Copy out everything from the start of the items down to the line containing "[10,100,17,106]", both ends included, and repeat those lines word for word. Leave the pictures out of your answer.

--- Start ---

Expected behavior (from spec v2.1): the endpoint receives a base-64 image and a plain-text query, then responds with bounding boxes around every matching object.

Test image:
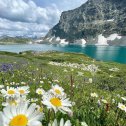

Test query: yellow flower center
[121,105,126,109]
[9,115,28,126]
[50,98,62,107]
[38,90,42,94]
[10,100,17,106]
[7,90,15,95]
[55,89,61,94]
[19,90,25,94]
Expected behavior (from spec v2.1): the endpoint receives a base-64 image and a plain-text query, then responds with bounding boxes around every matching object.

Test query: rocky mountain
[0,36,32,45]
[43,0,126,45]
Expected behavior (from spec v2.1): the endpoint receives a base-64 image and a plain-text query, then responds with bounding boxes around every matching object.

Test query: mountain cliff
[43,0,126,45]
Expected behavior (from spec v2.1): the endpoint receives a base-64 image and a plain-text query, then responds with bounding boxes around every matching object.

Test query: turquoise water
[0,44,126,64]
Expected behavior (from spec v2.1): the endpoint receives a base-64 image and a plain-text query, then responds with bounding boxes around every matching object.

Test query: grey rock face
[44,0,126,45]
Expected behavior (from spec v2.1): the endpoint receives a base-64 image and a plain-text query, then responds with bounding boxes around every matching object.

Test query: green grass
[0,51,126,126]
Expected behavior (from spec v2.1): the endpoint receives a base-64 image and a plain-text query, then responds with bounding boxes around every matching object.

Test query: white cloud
[0,0,60,23]
[0,18,50,37]
[0,0,86,36]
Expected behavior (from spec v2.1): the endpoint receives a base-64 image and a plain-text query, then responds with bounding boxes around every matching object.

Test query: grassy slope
[0,52,126,126]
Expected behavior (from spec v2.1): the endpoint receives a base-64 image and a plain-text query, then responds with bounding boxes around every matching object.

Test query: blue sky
[0,0,87,37]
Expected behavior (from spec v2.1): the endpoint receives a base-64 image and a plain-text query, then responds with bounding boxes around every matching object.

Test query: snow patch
[96,34,108,45]
[81,39,86,45]
[107,33,122,41]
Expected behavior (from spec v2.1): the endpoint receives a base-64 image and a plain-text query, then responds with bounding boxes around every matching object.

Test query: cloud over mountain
[0,0,85,36]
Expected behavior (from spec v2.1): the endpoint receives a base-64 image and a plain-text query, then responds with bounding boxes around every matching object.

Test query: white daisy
[49,85,65,96]
[0,103,43,126]
[118,103,126,112]
[121,97,126,101]
[1,86,17,98]
[91,92,98,98]
[48,118,71,126]
[101,99,108,104]
[17,86,29,95]
[42,94,72,113]
[36,88,45,95]
[2,96,28,106]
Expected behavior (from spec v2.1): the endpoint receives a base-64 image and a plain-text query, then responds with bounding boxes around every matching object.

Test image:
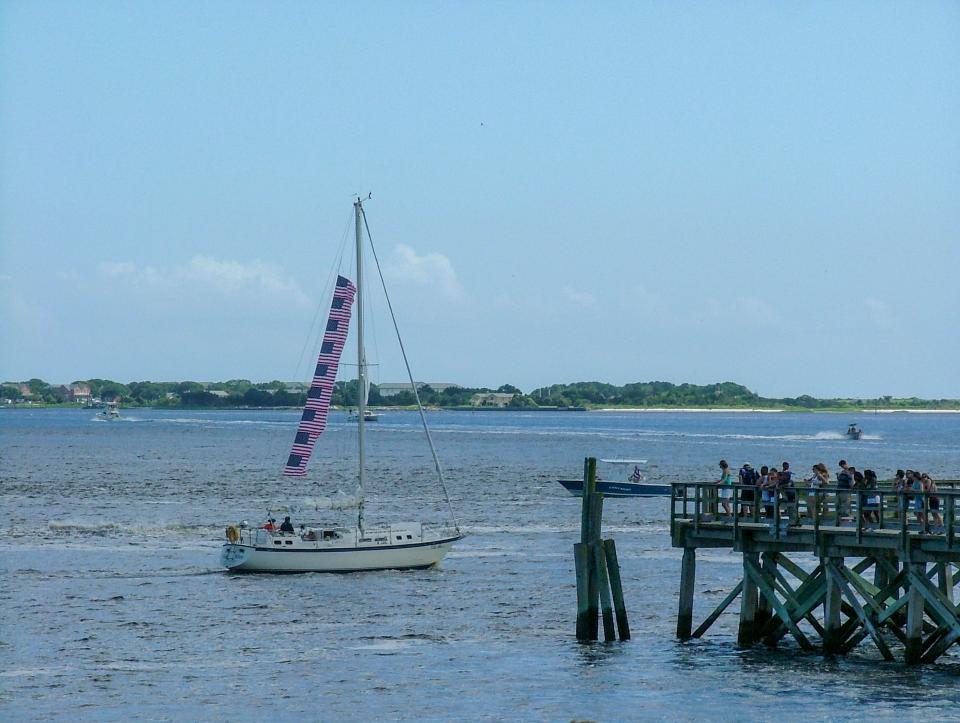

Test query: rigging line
[360,204,460,534]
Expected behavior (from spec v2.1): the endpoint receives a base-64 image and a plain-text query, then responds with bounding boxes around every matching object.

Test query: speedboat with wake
[557,459,671,497]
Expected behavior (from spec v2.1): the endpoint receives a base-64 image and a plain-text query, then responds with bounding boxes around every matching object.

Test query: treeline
[0,379,536,408]
[0,379,960,410]
[530,382,960,410]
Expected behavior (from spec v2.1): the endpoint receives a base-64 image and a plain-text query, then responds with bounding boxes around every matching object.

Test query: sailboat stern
[220,542,255,570]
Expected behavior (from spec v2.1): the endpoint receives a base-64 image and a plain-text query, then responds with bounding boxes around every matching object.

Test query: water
[0,410,960,721]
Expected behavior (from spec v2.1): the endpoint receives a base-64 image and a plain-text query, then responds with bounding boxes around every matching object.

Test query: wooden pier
[670,482,960,664]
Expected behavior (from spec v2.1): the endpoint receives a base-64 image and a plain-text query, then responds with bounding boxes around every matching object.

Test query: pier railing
[670,480,960,550]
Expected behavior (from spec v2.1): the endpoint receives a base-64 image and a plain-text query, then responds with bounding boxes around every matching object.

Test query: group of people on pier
[716,459,943,527]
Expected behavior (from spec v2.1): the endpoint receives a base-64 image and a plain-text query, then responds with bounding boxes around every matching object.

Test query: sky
[0,0,960,398]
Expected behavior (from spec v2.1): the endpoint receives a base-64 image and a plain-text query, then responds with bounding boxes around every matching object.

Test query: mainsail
[283,276,357,477]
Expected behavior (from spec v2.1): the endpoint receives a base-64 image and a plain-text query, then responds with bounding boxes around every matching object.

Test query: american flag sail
[283,276,357,477]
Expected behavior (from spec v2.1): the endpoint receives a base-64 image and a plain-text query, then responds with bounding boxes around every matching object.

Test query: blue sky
[0,2,960,397]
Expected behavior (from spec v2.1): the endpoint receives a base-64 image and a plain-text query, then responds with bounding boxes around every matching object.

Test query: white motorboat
[221,196,463,572]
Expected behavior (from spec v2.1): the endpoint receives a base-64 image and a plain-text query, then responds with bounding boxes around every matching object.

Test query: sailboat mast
[353,198,367,532]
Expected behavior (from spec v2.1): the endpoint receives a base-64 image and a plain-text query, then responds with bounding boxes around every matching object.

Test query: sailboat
[220,196,463,572]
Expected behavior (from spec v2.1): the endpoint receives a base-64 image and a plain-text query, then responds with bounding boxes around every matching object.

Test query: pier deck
[670,482,960,663]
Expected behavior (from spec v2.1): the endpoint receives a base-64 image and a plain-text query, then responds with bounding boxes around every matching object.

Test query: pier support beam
[821,557,843,655]
[757,552,777,645]
[677,547,697,640]
[904,562,927,665]
[737,552,760,648]
[937,562,953,603]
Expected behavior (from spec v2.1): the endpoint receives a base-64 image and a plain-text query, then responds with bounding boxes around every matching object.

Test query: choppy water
[0,410,960,721]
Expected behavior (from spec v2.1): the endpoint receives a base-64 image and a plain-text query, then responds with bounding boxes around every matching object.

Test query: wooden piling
[904,562,927,665]
[573,542,597,640]
[603,540,630,640]
[820,557,843,655]
[677,547,697,640]
[737,552,760,648]
[756,551,777,632]
[573,457,630,642]
[573,457,603,642]
[590,543,617,643]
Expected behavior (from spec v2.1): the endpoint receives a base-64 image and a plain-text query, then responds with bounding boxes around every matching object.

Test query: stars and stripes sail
[283,276,357,477]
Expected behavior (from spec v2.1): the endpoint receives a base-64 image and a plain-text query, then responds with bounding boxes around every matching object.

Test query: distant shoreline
[589,407,960,416]
[7,404,960,417]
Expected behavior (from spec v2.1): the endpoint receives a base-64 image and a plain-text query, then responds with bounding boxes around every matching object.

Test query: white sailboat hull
[220,527,462,572]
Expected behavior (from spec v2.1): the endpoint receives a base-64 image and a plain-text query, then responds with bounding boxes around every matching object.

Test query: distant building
[376,382,460,397]
[470,392,513,407]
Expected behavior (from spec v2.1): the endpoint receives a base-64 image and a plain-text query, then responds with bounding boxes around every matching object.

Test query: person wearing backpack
[837,459,853,519]
[740,462,757,517]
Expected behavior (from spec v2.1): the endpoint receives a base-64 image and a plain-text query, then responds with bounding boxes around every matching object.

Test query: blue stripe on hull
[249,536,463,556]
[557,479,670,497]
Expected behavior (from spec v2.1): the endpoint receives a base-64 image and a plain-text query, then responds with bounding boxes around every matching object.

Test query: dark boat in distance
[557,459,671,497]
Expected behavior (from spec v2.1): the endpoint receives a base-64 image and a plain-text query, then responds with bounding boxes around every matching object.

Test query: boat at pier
[220,197,463,572]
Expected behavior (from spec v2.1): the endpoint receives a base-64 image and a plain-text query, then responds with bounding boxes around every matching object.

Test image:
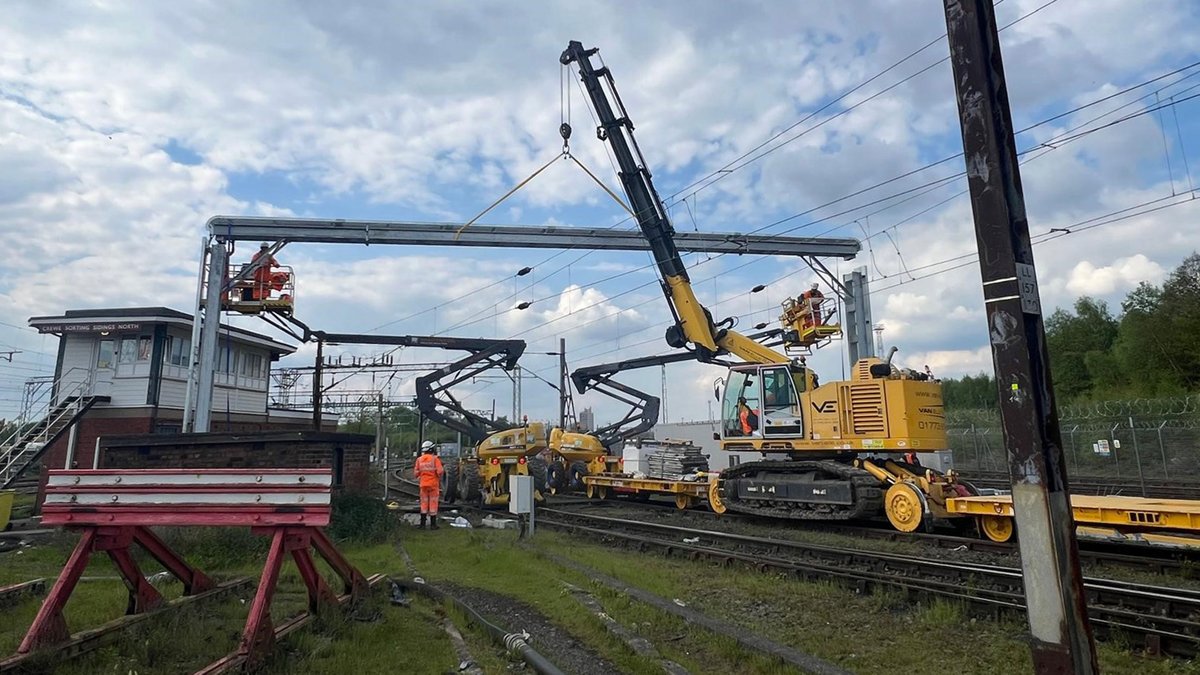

--- End ---

-- The reply --
Expected behavior (from spec v2.1): the endpoint receives a base-64 image and a plain-text query, then responds with bounding boxes around every matching object.

Test image:

Test query: yellow flower center
[121,105,126,109]
[9,115,28,126]
[50,98,62,107]
[38,90,42,94]
[10,100,17,106]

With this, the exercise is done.